Chicago - With
winter weather setting in for the long haul, it's sometimes tough
to get motivated to go to the gym. Dr. Mehmet Oz is well aware of the problem, but
he says Chicagoans actually have an exercise advantage over a lot
of other people in cold climates. Because so many of us live or
work in high rise buildings, all we have to do, he says, is take
our work outs step-by-step, literally.
Both FOX Chicago's
Special Projects reporter Mark Saxenmeyer and meteorologist Amy
Freeze, along with the participants in our year-long health and fitness challenge, decided to heed the good
doctor's advice with a climb to the clouds at the 49-story
Presidential Towers in the South Loop.
There seemed to be a
little friendly competition in the air.
"You cannot beat
me," Freeze responded to Saxenmeyer's challenge. "I guarantee
it!"
Then she smiled and
mouthed the words "He's going down!"
"See you at the
top!" Saxenmeyer responded, and with a group shout of, "Go!" they
all began their climb.
Up, up and away. How
hard could stepping up a few stairs really be, right?
"I've never done a
stair climb in my life," said Deb Lawrence, a FOX Chicago viewer
and health and fitness challenge participant. "I've had to walk
down 18 flights in a fire but never up."
This climb all came
about at the suggestion of Dr. Oz, when the quest began to help FOX
staffers and viewers eat right and exercise more nearly one year
ago.

::::

STATED GOAL 1 —
Return the stretch of the stair-climb story from "There seemed to" through "began their climb.".
STATED GOAL 2 —
Put this sentence from the stair-climb story into Spanish: "There seemed to be a little friendly competition in the air."
STATED GOAL 3 —
Keep the stair-climb story going from its last sentence.
The listing that comes next is from a separate source.

DATA SEGMENT —
::::

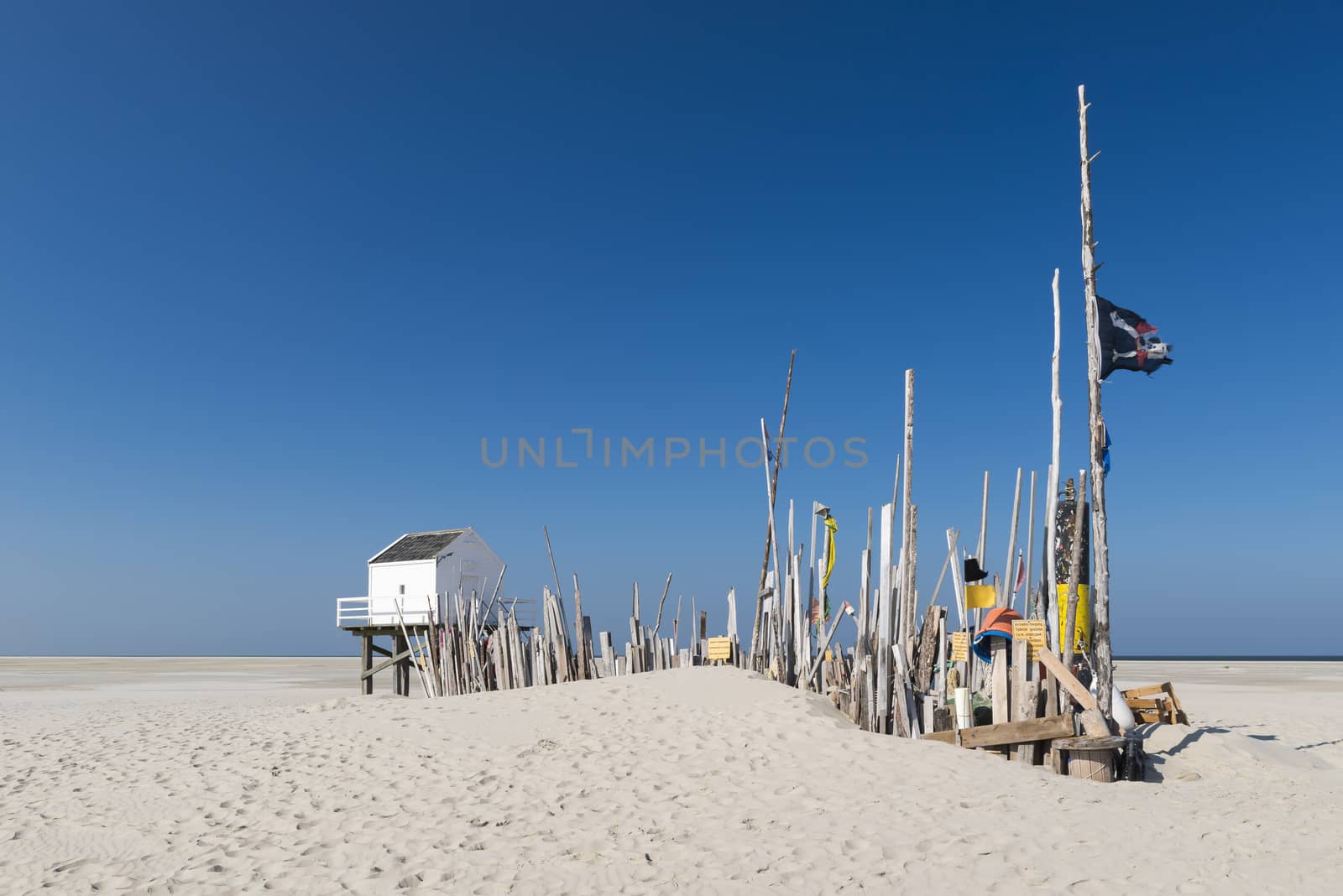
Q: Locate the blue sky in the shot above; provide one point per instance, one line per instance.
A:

::::

RIGHT ANSWER 1 —
There seemed to be a
little friendly competition in the air.
"You cannot beat
me," Freeze responded to Saxenmeyer's challenge. "I guarantee
it!"
Then she smiled and
mouthed the words "He's going down!"
"See you at the
top!" Saxenmeyer responded, and with a group shout of, "Go!" they
all began their climb.

RIGHT ANSWER 2 —
Parecía haber un poco de competencia amistosa en el aire.

RIGHT ANSWER 3 —
"Take these high
rises behind me," Dr. Oz said at Navy Pier last January during a
visit to Chicago. "How many of you work in high rises or buildings
like that?"
A few health and
fitness challenge participants raised their hands.
"Good!" said the
doctor. "Perfect! So instead of taking the elevator, you take the
steps to work and you've got your steps in. You actually haven't
put it off until the end of the day. You've incorporated it into
your life."
Well, it turns out
stepping up a few stairs can indeed be a bit tough.
A few flights in and
the panting began, but the participants kept positive.
"You feel that,
totally," said Lily Borich a FOX Chicago viewer and health and
fitness challenge participant, as she heaved herself upwards.
Freeze, a veteran
stair climber, had warned the group before they started.
"No matter what kind
of shape you're in, if you're in good shape or not so good shape
it's always difficult," Freeze advised. "Climbing stairs puts you
at immediate oxygen deprivation. So anybody over the first couple
of flights you're going to lose your breath. It's natural."
"Forty-nine flights,
six minutes, 32 seconds," Freeze declared when she reached the top
first.
FOX Chicago News
Senior Web Producer Kirsten Miller finished next, at 7:40.
"Nice!" Freeze
congratulated her with a high five.
At 11 minutes and 15
seconds Saxenmeyer made it to the 49th floor.
"I would have been
up a lot sooner but I had to wait for her," said Saxenmeyer with a
laugh as he and Borich reached the top.
As the group grew,
they cheered on each new arrival and debriefed each other with
their experiences.
"I'm winded," Freeze
said. "I could feel it in my chest for sure."
"But you're not even
sweating," Saxenmeyer said to her, commenting on her "flawless"
make-up.
"No," Freeze
laughed. "I am sweating. It's difficult."
"I felt like a
smoker," Miller said. "My lungs were like, 'ahhhhh'!"
After they were all
done, the group decided once wasn't enough. They considered
repeating the climb.
"Absolutely!" Borich
said. "It feels good!"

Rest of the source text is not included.